BEGIN Input for this task

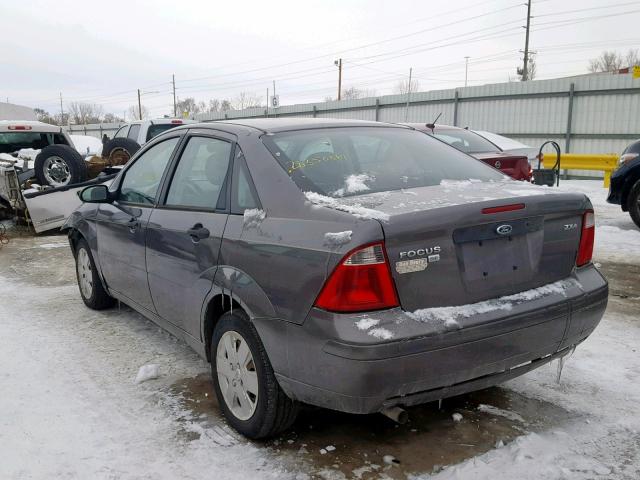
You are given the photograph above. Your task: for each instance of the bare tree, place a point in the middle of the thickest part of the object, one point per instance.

END Input for this task
BEGIN Input for this task

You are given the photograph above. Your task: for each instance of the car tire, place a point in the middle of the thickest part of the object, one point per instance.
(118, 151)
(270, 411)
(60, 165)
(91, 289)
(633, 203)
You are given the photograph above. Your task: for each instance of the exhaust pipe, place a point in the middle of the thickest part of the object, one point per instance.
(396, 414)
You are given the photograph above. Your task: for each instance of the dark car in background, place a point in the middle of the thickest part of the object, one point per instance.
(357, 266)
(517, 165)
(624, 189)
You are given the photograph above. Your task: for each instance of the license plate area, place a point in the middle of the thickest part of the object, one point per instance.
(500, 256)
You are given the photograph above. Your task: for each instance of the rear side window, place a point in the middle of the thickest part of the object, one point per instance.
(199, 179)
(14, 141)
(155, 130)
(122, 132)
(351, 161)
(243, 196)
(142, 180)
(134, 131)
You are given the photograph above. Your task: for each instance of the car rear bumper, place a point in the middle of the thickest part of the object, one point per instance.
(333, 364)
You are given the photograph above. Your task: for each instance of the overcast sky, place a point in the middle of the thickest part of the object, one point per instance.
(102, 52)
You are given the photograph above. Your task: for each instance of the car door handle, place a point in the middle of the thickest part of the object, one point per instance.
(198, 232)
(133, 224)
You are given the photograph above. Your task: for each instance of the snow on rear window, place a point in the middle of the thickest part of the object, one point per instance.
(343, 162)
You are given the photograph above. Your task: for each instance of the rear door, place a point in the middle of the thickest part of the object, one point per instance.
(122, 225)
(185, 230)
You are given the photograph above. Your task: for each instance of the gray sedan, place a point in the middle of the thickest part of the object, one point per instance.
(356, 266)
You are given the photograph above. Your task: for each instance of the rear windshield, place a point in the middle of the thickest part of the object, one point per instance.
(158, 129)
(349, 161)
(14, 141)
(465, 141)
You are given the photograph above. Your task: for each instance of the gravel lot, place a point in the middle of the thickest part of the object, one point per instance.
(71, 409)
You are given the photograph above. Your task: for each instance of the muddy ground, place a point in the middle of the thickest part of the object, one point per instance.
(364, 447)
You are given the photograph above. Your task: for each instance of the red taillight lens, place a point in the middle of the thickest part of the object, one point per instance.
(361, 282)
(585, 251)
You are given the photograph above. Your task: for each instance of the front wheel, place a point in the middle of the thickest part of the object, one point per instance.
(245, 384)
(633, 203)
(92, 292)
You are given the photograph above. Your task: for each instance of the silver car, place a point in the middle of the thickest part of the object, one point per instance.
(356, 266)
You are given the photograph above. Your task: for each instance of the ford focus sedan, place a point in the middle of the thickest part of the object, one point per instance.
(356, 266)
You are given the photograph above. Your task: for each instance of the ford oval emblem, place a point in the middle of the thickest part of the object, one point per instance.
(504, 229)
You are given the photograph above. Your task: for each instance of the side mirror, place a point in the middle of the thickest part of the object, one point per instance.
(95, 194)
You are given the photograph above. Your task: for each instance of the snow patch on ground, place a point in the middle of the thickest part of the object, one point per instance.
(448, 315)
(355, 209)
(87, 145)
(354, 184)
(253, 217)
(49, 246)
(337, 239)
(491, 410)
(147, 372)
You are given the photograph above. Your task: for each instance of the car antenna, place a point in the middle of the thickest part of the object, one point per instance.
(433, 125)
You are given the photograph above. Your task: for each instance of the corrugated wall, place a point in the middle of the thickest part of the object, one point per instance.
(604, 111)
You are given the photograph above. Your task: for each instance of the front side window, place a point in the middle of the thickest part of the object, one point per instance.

END Input for this task

* Given exercise
Select every line in the records that contains the word "ford", and copy each one out.

* Solution
You are given the photograph above. Your task: for each instance of the ford focus sedan, place a point in the middle of the thickest part of the object, one point per instance.
You are given the photograph above. Your task: for each instance of the ford oval emblem, place a point in the middle of the thickest part of the object, one point per instance.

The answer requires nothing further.